Take the material and output all of it exactly.

##### Records for this task #####

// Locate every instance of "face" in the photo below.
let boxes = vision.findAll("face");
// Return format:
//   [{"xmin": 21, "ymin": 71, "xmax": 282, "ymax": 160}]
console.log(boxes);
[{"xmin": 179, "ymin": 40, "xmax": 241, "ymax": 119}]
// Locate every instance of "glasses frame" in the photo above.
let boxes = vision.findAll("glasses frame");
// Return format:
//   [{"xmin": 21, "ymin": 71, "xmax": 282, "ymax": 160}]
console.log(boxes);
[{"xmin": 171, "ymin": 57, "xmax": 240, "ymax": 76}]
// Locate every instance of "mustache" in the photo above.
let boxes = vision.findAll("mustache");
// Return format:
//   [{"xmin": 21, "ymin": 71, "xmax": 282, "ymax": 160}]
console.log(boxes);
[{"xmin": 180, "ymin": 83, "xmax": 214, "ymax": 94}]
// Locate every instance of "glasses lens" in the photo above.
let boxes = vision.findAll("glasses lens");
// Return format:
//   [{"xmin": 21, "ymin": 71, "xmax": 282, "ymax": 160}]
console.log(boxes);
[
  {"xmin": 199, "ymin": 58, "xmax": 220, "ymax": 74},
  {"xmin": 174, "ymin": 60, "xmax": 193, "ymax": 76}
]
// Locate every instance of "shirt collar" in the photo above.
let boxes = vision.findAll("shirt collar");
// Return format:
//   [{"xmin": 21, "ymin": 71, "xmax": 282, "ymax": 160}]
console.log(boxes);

#####

▶ _Task solution_
// Locate every instance of "face" in the photo below.
let boxes = vision.findAll("face");
// Return format:
//   [{"xmin": 21, "ymin": 71, "xmax": 282, "ymax": 160}]
console.log(boxes);
[{"xmin": 179, "ymin": 40, "xmax": 241, "ymax": 119}]
// Locate every instance of "glasses frame" in the photo above.
let boxes = vision.findAll("glasses frame");
// Return format:
//   [{"xmin": 21, "ymin": 71, "xmax": 282, "ymax": 160}]
console.log(boxes);
[{"xmin": 171, "ymin": 57, "xmax": 240, "ymax": 76}]
// Locate every instance of "mustache" in the photo above.
let boxes = vision.findAll("mustache");
// Return format:
//   [{"xmin": 21, "ymin": 71, "xmax": 282, "ymax": 160}]
console.log(boxes);
[{"xmin": 180, "ymin": 83, "xmax": 214, "ymax": 94}]
// Locate every instance of "glasses lens" in the photo above.
let boxes = vision.findAll("glasses lens");
// Return format:
//   [{"xmin": 21, "ymin": 71, "xmax": 282, "ymax": 160}]
console.log(boxes);
[
  {"xmin": 199, "ymin": 58, "xmax": 220, "ymax": 74},
  {"xmin": 174, "ymin": 60, "xmax": 193, "ymax": 76}
]
// Locate every instance of "shirt collar" in the photo above.
let boxes = vision.findAll("shirt collar");
// Return format:
//   [{"xmin": 21, "ymin": 71, "xmax": 282, "ymax": 160}]
console.log(boxes);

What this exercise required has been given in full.